There’s a certain strategy to eating before and after big workouts, with a focus on quality carbs and protein to give you enough energy and promote muscle growth and repair. When it comes to rest days, however, knowing what’s best to eat can be a head-scratcher — but it doesn’t have to be.
If you’re tracking calories or macros, you’ll likely see them decrease on rest days, but that’ll happen naturally without the need to plan and micromanage your intake. That’s great news because it makes the transition between active and recovery days seamless. “My goal is for active clients to eat three meals and one or two snacks each day, regardless of whether or not they are training. This is the foundation of a healthy diet,” says sports nutritionist Dawn Jackson Blatner, RD, author of “The Superfood Swap.”
Here, a look at how nutrition differs for exercise and rest days and why it’s more important to focus on well-balanced meals overall:
NUTRITION FOR WORKOUT DAYS
On days you’re strength training in the gym, doing a HIIT class or are out for a run or walk that lasts longer than 90 minutes, Blatner advises clients to add sports nutrition, or “functional foods before, during and after workouts.” Depending on your goal, you might have a pre-workout bar, an electrolyte drink during exercise and a post-workout shake. “The extra calories, protein and carbs help fuel a goal of muscle gain for higher intensity and longer duration exercise,” she explains.
However, if your goal is weight loss and exercise pace is moderate, you may pare this down a bit by scheduling exercise after breakfast and then eating a light post-workout snack — the idea is to tailor this sports nutrition to your individual needs.
HOW REST DAYS DIFFER
“When you’re taking a rest day, you simply need to omit the extra sports nutrition,” Blatner says. “Stick with the three meals and 1–2 snacks to give your body the nutrition it needs to slay the day and improve recovery.”

**LISTED RECORDS:**
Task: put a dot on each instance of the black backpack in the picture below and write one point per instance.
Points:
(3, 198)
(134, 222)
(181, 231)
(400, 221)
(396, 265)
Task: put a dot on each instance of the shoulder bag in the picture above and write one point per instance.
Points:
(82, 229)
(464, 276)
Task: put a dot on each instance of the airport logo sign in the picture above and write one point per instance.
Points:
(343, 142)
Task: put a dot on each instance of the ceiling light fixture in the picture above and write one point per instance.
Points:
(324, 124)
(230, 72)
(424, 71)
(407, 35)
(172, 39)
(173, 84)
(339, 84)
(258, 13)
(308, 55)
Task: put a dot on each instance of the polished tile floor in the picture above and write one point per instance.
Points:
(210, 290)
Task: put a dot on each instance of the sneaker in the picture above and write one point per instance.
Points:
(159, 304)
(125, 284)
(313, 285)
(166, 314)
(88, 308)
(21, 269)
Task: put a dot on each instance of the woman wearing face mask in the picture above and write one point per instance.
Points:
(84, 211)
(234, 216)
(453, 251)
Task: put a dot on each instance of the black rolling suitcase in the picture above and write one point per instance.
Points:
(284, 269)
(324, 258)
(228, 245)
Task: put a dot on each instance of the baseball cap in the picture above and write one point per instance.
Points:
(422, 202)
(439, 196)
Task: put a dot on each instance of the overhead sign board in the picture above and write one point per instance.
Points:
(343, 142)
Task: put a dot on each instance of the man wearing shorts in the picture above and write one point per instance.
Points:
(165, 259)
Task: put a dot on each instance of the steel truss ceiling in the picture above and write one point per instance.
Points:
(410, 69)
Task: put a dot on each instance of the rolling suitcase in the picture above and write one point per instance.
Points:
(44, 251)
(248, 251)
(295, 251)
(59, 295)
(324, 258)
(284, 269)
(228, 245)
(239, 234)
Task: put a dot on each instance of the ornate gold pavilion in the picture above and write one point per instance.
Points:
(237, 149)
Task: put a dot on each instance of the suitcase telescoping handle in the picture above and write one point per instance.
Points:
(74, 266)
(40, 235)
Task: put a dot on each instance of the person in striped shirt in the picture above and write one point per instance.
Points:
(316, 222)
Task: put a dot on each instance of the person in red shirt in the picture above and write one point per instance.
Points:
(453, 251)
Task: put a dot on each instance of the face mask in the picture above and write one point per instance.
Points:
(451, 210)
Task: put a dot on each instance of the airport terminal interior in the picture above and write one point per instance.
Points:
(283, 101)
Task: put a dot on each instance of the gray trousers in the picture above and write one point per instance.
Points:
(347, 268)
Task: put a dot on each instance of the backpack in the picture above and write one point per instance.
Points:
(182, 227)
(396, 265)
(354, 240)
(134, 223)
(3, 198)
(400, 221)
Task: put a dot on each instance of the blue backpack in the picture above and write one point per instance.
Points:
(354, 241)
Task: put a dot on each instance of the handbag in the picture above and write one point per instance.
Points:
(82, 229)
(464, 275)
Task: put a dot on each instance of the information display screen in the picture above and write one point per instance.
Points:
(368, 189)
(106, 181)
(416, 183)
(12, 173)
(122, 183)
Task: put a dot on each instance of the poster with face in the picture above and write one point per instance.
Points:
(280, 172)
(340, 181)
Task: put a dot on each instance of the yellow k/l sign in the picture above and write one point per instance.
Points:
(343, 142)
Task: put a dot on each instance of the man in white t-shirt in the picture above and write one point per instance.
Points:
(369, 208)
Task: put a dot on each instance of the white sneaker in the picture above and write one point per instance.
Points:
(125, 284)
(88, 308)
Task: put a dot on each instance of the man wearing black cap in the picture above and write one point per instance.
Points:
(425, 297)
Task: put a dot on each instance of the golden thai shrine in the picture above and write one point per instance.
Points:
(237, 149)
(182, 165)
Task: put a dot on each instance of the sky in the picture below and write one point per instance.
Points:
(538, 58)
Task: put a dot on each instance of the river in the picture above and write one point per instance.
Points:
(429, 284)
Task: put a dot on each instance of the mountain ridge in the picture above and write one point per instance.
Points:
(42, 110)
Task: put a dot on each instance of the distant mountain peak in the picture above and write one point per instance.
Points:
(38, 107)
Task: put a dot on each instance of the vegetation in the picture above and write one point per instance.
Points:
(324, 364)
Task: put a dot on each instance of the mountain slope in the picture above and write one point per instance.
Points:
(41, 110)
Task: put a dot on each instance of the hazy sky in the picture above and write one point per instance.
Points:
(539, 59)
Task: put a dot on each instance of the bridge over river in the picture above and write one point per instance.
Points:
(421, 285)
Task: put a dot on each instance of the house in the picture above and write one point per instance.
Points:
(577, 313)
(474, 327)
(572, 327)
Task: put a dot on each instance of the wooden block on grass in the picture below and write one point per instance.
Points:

**TASKS:**
a) According to the article on nutrition for workout and rest days, how many meals and snacks does Blatner want active clients to eat each day?
b) Resume the article on nutrition for workout and rest days, starting right after its final sentence.

**RESPONSE LIST:**
a) Three meals and one or two snacks each day.

b)
Even in the absence of a workout, your body still needs calories, so continue to eat full, health-minded meals. Blatner recommends this visual: 25% of your plate should come from healthy carbs, 25% from lean protein and 50% from vegetables with a little healthy fat. Healthy carbs include sprouted whole-grain breads and wraps, brown rice, quinoa, popcorn, potatoes (white and sweet) and root vegetables, she says. Quality protein includes things like grilled chicken breast, grilled salmon, eggs and beans). When it comes to veggies, the more colorful the better.
As for the one or two snacks, go for a combination of protein and produce, like a piece of fruit and nuts, carrots and hummus or berries and yogurt, Blatner recommends.
Don’t forget to drink. Your water bottle should stay by your side on a rest day just as it does at the gym. “As much as food helps recovery and rest, hydration is key. Many people slack on their hydration on off-days,” says Blatner and it’s been shown to help with weight loss.
THE BOTTOM LINE
Rather than stressing about cutting calories or changing your macros for rest days, focus on eating colorful, well-balanced meals and skipping the extra sports nutrition, says Blatner. “A well-balanced plate is not only filling and packed with vitamins and minerals, but it also provides what you need in terms of protein to stimulate muscle repair and carbohydrates to replenish glycogen (the fuel your muscles tap into for energy.)”
Eating a full three meals plus snacks means you’re eating at regular intervals throughout the day, which helps regulate your appetite. Remember, just because you’re not doing high-intensity interval training and your main activity one day might be walking your dog (which still counts), does not mean you can’t eat good foods in satisfying amounts.